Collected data
════════════════════
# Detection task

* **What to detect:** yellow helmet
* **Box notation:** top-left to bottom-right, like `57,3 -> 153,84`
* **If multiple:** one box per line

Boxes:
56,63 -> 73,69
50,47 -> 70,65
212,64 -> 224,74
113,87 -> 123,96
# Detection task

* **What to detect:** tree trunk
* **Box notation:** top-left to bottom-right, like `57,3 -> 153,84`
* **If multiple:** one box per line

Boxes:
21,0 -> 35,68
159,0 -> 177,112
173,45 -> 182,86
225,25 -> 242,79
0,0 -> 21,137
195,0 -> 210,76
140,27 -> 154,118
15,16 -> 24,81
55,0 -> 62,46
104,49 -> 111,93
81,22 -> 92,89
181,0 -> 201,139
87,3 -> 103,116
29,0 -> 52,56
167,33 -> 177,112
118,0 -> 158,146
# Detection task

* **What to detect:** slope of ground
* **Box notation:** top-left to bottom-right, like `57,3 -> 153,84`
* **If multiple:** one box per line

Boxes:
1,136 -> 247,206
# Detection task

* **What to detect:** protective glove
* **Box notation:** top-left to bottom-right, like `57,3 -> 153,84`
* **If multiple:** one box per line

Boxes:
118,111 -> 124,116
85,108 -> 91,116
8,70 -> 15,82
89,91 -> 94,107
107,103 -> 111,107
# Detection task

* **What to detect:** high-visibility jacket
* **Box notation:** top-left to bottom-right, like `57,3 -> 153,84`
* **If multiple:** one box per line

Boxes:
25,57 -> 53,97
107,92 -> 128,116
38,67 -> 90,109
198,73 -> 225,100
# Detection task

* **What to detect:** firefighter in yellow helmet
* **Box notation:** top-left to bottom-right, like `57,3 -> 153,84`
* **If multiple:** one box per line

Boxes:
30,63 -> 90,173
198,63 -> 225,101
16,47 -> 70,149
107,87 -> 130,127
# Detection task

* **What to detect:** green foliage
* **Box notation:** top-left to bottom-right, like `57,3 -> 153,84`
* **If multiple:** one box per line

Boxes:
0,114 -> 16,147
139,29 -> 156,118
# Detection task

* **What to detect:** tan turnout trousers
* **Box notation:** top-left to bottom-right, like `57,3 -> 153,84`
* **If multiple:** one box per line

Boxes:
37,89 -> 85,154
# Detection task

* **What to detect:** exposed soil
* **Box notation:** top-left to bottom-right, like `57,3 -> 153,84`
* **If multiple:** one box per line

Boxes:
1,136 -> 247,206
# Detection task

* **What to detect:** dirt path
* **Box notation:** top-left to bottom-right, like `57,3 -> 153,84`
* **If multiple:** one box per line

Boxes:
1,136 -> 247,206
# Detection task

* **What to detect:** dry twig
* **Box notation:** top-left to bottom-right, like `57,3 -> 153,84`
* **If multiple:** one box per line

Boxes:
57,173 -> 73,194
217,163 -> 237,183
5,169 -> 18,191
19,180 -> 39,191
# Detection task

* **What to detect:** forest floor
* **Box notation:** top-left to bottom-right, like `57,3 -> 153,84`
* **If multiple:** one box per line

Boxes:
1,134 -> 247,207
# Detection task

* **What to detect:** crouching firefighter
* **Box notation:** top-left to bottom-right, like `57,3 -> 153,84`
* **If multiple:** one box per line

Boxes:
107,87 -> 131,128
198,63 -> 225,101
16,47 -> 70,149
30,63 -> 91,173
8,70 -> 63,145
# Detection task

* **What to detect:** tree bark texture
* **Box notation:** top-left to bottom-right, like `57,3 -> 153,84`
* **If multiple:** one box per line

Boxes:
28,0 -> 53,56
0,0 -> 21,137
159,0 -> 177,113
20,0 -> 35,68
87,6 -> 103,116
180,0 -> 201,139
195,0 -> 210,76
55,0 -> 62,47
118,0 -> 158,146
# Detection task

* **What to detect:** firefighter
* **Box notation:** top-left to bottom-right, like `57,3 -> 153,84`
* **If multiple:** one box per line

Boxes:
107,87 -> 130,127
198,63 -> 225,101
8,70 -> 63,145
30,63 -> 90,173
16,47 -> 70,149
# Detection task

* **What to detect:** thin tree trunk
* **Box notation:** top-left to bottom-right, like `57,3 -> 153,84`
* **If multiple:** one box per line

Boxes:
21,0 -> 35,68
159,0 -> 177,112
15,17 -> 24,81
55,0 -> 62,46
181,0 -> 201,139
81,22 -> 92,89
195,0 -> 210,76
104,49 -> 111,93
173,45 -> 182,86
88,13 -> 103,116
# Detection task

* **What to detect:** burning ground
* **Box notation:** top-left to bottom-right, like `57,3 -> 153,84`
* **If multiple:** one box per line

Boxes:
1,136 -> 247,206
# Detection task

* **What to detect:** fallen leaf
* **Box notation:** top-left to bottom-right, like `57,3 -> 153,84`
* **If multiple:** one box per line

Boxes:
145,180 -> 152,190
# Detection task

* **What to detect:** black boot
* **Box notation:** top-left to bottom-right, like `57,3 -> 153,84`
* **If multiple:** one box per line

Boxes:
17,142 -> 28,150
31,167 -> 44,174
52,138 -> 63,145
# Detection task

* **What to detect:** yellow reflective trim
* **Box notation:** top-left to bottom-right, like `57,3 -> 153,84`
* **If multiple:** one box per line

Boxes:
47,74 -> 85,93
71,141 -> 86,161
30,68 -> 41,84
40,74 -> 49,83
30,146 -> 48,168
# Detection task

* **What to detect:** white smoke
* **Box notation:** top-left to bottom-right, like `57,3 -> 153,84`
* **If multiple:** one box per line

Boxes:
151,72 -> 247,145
════════════════════
-- Task directions --
A complete, exact repeat of the records is the required answer.

-- Completed task --
# Detection task

* **What to detect:** yellow helmet
* **Box notation:** top-left to bottom-right, like `57,3 -> 153,84`
* **If multiple:** one box per line

Boxes:
56,63 -> 73,69
50,47 -> 70,65
212,64 -> 224,74
113,87 -> 123,96
# Detection task

* **What to detect:** tree trunk
* **Box notation:** top-left to bottom-right, like `57,3 -> 153,84`
* **If multiple:** one box per line

Boxes:
21,0 -> 35,68
159,0 -> 177,112
173,45 -> 182,86
225,25 -> 242,79
0,0 -> 21,137
195,0 -> 210,76
140,27 -> 154,118
15,16 -> 24,81
55,0 -> 62,46
104,49 -> 111,93
81,22 -> 92,89
181,0 -> 201,139
87,3 -> 103,116
29,0 -> 52,56
167,33 -> 177,112
118,0 -> 158,146
# Detection task

* **What to detect:** slope of ground
* **Box notation:** top-left to bottom-right, like `57,3 -> 153,84`
* **If multiple:** one box per line

Boxes:
1,136 -> 247,206
# Detection task

* **What to detect:** protective glove
* **Box notation:** top-left to bottom-right, like `57,3 -> 153,84`
* **If multiple:** one box per line

Boxes:
118,111 -> 124,116
85,108 -> 91,116
8,70 -> 15,82
89,91 -> 94,107
107,103 -> 111,107
# Detection task

* **What to detect:** high-visibility jacket
* **Box notation:** top-left to bottom-right, like `57,3 -> 153,84`
* **If multiple:** one box per line

Boxes:
25,57 -> 53,97
107,92 -> 128,116
38,67 -> 90,109
198,73 -> 225,100
# Detection task

* **What to detect:** firefighter in yellow helmet
* **Box notation:** top-left to bottom-right, like `57,3 -> 153,84`
* **If multiple:** one box per line

Boxes:
30,63 -> 90,173
198,63 -> 225,101
16,47 -> 70,149
107,87 -> 130,127
# Detection task

* **What to detect:** green foliage
* **Box notation:** top-left to bottom-right, like `57,3 -> 153,84`
* **If multiple:** one box per line

Boxes:
0,114 -> 16,147
139,29 -> 156,118
# Detection task

* **What to detect:** tan turnout trousers
* **Box notation:** top-left to bottom-right, like `57,3 -> 153,84`
* **If multiple:** one box per line

Boxes:
37,89 -> 85,154
# Detection task

* **What to detect:** exposed soil
* **Box notation:** top-left to bottom-right, like `57,3 -> 153,84`
* **If multiple:** one box per line

Boxes:
1,136 -> 247,206
# Detection task

* **What to detect:** dirt path
* **Box notation:** top-left to bottom-right, like `57,3 -> 153,84`
* **If multiple:** one box per line

Boxes:
1,136 -> 247,206
# Detection task

* **What to detect:** dry twig
* **Box notation:** top-left to bottom-right, like `57,3 -> 153,84`
* **If multiple:** one box per line

Boxes:
57,173 -> 73,194
217,163 -> 237,183
5,169 -> 18,191
19,180 -> 39,191
# Detection task

* **What to detect:** forest floor
* **Box notation:** top-left to bottom-right, like `57,3 -> 153,84`
* **If multiple:** one box per line

Boxes:
1,134 -> 247,207
# Detection task

* **What to detect:** crouching firefighter
* **Box notation:** top-left to bottom-right, like `57,3 -> 153,84`
* **If multiple:** one box per line

Boxes:
107,87 -> 131,128
198,63 -> 225,101
16,47 -> 70,149
30,63 -> 91,173
8,70 -> 63,145
# Detection task

* **What to detect:** tree bark texture
* **Box notation:** top-left to bottom-right, like `57,3 -> 153,84`
* **If multiple:** one box per line

Boxes:
28,0 -> 53,56
0,0 -> 21,137
159,0 -> 177,113
20,0 -> 35,68
87,6 -> 103,116
180,0 -> 201,139
195,0 -> 210,76
55,0 -> 62,47
118,0 -> 158,146
# Detection task

* **What to detect:** firefighter
* **Box notation:** top-left to bottom-right, like `57,3 -> 153,84`
* **If multiple:** one box per line

Boxes:
107,87 -> 130,127
198,63 -> 225,101
8,70 -> 63,145
30,63 -> 90,173
16,47 -> 70,149
# Detection task

* **What to detect:** thin tree trunk
* **Box notation:** top-left to bottom-right, like `57,3 -> 153,84`
* **If multiple:** one box per line

Boxes:
21,0 -> 35,68
159,0 -> 177,112
15,17 -> 24,81
55,0 -> 62,46
181,0 -> 201,139
81,22 -> 92,89
195,0 -> 210,76
104,49 -> 111,93
173,45 -> 182,86
88,13 -> 103,116
# Detection task

* **What to detect:** burning ground
* **Box notation:** top-left to bottom-right, like `57,3 -> 153,84`
* **If multiple:** one box per line

Boxes:
1,136 -> 247,206
# Detection task

* **What to detect:** fallen leaf
* **Box notation:** top-left to bottom-right, like `57,3 -> 153,84`
* **If multiple:** one box per line

Boxes:
145,180 -> 152,190
# Detection task

* **What to detect:** black boot
* **Box notation:** top-left to bottom-right, like `57,3 -> 153,84`
* **If multiple:** one box per line

Boxes:
17,142 -> 28,150
31,167 -> 44,174
52,138 -> 63,145
# Detection task

* **What to detect:** yellow reflective trim
* **Box notation:** top-left to bottom-right, like `57,3 -> 153,84`
* **If multiple:** one box per line

Boxes:
47,74 -> 85,93
71,141 -> 86,161
30,68 -> 41,84
40,74 -> 49,83
30,146 -> 48,168
# Detection task

* **What to detect:** white smoke
* **Box notation:** top-left to bottom-right, like `57,3 -> 153,84`
* **If multiple:** one box per line

Boxes:
151,72 -> 247,145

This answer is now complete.